Oireachtas Joint and Select Committees

Wednesday, 25 September 2019

Joint Oireachtas Committee on Climate Action

Carbon Tax: Discussion

Photo of Bríd SmithBríd Smith (Dublin South Central, People Before Profit Alliance) | Oireachtas source

The discussion is very interesting and I particularly welcome the evidence from the Society of St. Vincent de Paul and the ESRI. I want to go back to what Deputy Chambers said earlier about priority recommendation No. 3 from chapter 6, on which we worked long and hard hours to get agreement. The recommendation was that the Government would conduct a fuel poverty review. Will the witnesses please answer "Yes" or "No" as to whether the Departments have ignored that? Instead of obfuscating, as they did in response to the two or three parliamentary questions which I put down over the summer, please give the public a "Yes" or "No" answer on whether they had no intention of conducting a poverty review.

I then want to ask the witnesses about priority recommendation No. 4 from the same chapter. The recommendation was that the Department of Finance would commission an inquiry into the revenue that could be realised through the introduction of a carbon tax on the profits of corporations and firms directly linked to the production and sale of gas, oil, coal and other related fossil fuels. Has the Department any intention of conducting that inquiry to try to establish how it could ring-fence profits on industry for dealing with climate change?

RECORDED DATA —
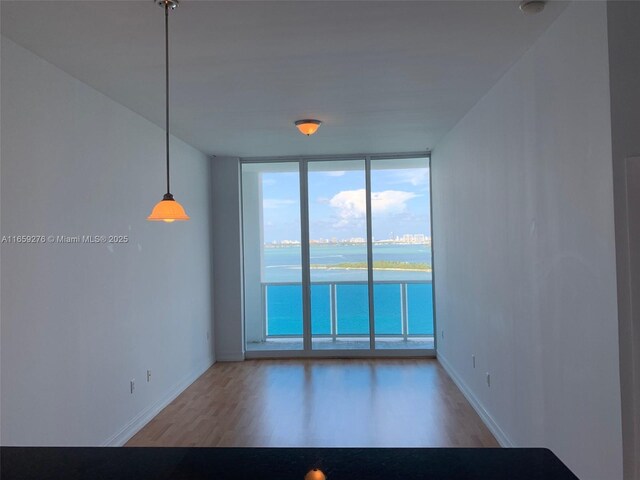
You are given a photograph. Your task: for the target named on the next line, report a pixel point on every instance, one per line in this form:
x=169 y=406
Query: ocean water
x=284 y=301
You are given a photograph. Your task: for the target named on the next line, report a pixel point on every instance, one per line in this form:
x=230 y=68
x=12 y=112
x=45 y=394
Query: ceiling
x=383 y=76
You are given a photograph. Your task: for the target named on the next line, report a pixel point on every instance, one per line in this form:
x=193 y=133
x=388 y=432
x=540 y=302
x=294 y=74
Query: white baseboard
x=229 y=356
x=136 y=423
x=488 y=420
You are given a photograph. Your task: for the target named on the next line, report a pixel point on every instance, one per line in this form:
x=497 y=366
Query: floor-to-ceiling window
x=337 y=255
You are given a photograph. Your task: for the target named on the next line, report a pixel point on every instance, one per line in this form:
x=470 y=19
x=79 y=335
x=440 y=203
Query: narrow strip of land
x=377 y=265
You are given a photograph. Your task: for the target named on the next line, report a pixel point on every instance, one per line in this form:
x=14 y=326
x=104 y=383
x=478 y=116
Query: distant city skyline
x=337 y=204
x=410 y=238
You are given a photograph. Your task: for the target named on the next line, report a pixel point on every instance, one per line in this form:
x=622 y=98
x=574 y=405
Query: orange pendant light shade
x=168 y=210
x=308 y=127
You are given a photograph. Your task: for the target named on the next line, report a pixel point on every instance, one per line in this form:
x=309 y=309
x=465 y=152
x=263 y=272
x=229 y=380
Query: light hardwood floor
x=319 y=403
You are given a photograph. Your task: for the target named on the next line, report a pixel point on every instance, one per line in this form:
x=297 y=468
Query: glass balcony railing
x=340 y=309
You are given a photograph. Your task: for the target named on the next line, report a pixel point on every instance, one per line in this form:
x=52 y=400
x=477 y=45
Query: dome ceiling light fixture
x=167 y=209
x=308 y=126
x=531 y=7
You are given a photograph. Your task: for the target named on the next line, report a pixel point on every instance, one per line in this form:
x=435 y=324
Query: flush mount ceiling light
x=308 y=126
x=531 y=7
x=167 y=209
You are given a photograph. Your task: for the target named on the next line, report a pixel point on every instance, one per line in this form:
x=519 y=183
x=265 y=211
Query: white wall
x=80 y=320
x=227 y=258
x=524 y=250
x=624 y=67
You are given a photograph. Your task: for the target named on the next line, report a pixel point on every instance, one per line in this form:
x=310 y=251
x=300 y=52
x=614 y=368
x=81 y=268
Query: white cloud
x=351 y=204
x=277 y=202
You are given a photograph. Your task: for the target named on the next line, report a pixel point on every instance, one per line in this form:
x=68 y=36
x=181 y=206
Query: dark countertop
x=93 y=463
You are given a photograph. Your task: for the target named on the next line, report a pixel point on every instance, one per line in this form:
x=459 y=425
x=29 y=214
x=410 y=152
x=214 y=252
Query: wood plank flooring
x=319 y=403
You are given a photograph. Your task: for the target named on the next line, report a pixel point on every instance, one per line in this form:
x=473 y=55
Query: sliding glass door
x=273 y=312
x=337 y=256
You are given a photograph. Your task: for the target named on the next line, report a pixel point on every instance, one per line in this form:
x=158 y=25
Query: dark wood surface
x=70 y=463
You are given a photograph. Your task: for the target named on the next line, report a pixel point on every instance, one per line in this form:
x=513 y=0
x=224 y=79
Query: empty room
x=323 y=239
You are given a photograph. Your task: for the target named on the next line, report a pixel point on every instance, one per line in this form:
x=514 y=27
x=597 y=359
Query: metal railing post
x=265 y=313
x=333 y=306
x=404 y=315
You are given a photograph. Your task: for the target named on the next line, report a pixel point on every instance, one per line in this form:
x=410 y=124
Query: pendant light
x=167 y=210
x=308 y=126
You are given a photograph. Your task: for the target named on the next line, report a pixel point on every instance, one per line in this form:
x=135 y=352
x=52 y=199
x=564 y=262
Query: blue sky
x=337 y=202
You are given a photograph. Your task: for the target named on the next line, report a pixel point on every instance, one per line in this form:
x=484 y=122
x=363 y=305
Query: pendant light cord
x=166 y=57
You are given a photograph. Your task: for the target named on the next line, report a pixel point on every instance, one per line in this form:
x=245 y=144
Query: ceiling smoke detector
x=531 y=7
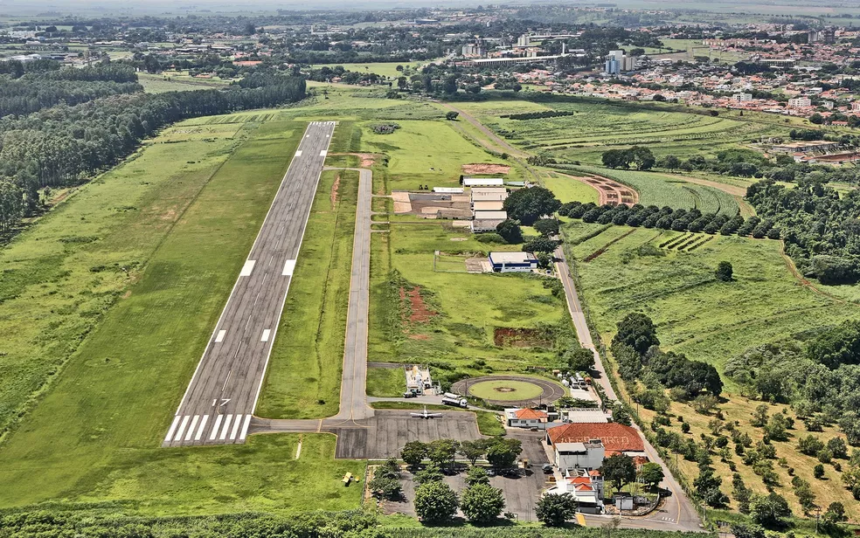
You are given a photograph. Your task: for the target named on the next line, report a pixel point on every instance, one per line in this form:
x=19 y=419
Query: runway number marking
x=248 y=268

QUESTIONS —
**a)** Which fossil fuels does the carbon tax transcript name individually in describing priority recommendation No. 4?
**b)** What does the carbon tax transcript say, in two sentences?
**c)** Do these statements agree with the carbon tax transcript? (i) Bríd Smith welcomed evidence from the ESRI. (ii) Priority recommendation No. 4 called for a fuel poverty review. (iii) Bríd Smith put down parliamentary questions over the summer.

RESPONSES PER TASK —
**a)** Gas, oil and coal.

**b)** At a Joint Oireachtas Committee on Climate Action discussion on carbon tax, Bríd Smith welcomed the evidence from the Society of St. Vincent de Paul and the ESRI and asked for a yes-or-no answer on whether the Departments had ignored priority recommendation No. 3 from chapter 6, which called for a Government fuel poverty review. She then asked whether the Department of Finance intended to commission the inquiry set out in priority recommendation No. 4 into revenue from a carbon tax on the profits of fossil fuel firms.

**c)**
(i) Yes: "I particularly welcome the evidence from the Society of St. Vincent de Paul and the ESRI."
(ii) No: "The recommendation was that the Department of Finance would commission an inquiry into the revenue that could be realised through the introduction of a carbon tax on the profits of corporations and firms directly linked to the production and sale of gas, oil, coal and other related fossil fuels."
(iii) Yes: "the two or three parliamentary questions which I put down over the summer"